Instruction
Extract the complete listing and output it unchanged.
— begin Records supplied —
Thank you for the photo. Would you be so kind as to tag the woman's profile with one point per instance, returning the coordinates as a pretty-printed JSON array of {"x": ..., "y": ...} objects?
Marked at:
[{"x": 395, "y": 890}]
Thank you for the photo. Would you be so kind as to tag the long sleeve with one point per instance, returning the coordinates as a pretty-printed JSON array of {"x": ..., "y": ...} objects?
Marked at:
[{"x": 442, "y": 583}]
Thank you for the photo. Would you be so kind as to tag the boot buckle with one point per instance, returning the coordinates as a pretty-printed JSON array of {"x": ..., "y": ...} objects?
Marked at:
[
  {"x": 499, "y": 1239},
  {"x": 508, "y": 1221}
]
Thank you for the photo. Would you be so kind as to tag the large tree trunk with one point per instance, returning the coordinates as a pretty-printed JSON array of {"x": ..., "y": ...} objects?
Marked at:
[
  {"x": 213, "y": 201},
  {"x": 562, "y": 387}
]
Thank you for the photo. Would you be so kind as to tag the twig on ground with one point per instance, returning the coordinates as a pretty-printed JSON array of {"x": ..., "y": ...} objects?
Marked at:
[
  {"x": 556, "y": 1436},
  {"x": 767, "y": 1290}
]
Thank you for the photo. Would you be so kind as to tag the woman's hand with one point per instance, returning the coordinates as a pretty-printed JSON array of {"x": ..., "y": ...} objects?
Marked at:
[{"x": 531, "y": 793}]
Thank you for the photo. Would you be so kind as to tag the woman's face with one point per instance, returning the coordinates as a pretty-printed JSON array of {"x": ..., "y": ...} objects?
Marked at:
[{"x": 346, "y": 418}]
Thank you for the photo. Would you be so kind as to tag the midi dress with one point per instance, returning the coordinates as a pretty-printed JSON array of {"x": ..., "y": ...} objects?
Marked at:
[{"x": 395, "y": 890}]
— end Records supplied —
Response to this task
Thank you for the photo. Would you be so kind as to tag the woman's profile with one point per instance, returning the coordinates as a pretty-printed JSON array of {"x": ..., "y": ...} objects?
Marked at:
[{"x": 395, "y": 890}]
Thank you for the photo. Would you be so kind as to tag the long sleeve with one point per instance, returning the coordinates as a pretty-printed JSON array of {"x": ..., "y": ...} objects?
Marked at:
[{"x": 442, "y": 583}]
Thank you for the photo. Would you be so kind as to tag the boot buckle with one point per instance, returning the coordinates as a pretty-printed JSON array of {"x": ..., "y": ...} objects?
Marked at:
[
  {"x": 499, "y": 1239},
  {"x": 508, "y": 1221}
]
Thank you for the photo. Would you be so kind as to tag the large tree trunk with one point per instance, returning the coordinates as a pretty-printed JSON array of {"x": ..., "y": ...} objects?
Marked at:
[
  {"x": 213, "y": 201},
  {"x": 562, "y": 387}
]
Thank you for the photo. Would you be so kind as to tag the twig on ground with one point per instance, returning the coordinates as a pretty-printed JSON array of {"x": ..., "y": ...} objects?
Marked at:
[
  {"x": 556, "y": 1436},
  {"x": 767, "y": 1290}
]
Thank you for the photo. Would you be so kind as to tag the woman's hand with one point per instance, returning the coordinates as a pretty-printed JSON array of {"x": ..., "y": ...} objects?
Marked at:
[{"x": 531, "y": 793}]
Thank you for the photo. Would you be so kind as to tag the woman's face with one point per instance, returning the coordinates as a pretty-printed JSON array of {"x": ..., "y": ...} objects?
Marked at:
[{"x": 346, "y": 418}]
Thank you for the photo. Would you be so kind as to tag the midi dress with one point per instance, returning the coordinates as a pretty-printed JSON array of {"x": ..., "y": ...} objects?
Marked at:
[{"x": 395, "y": 890}]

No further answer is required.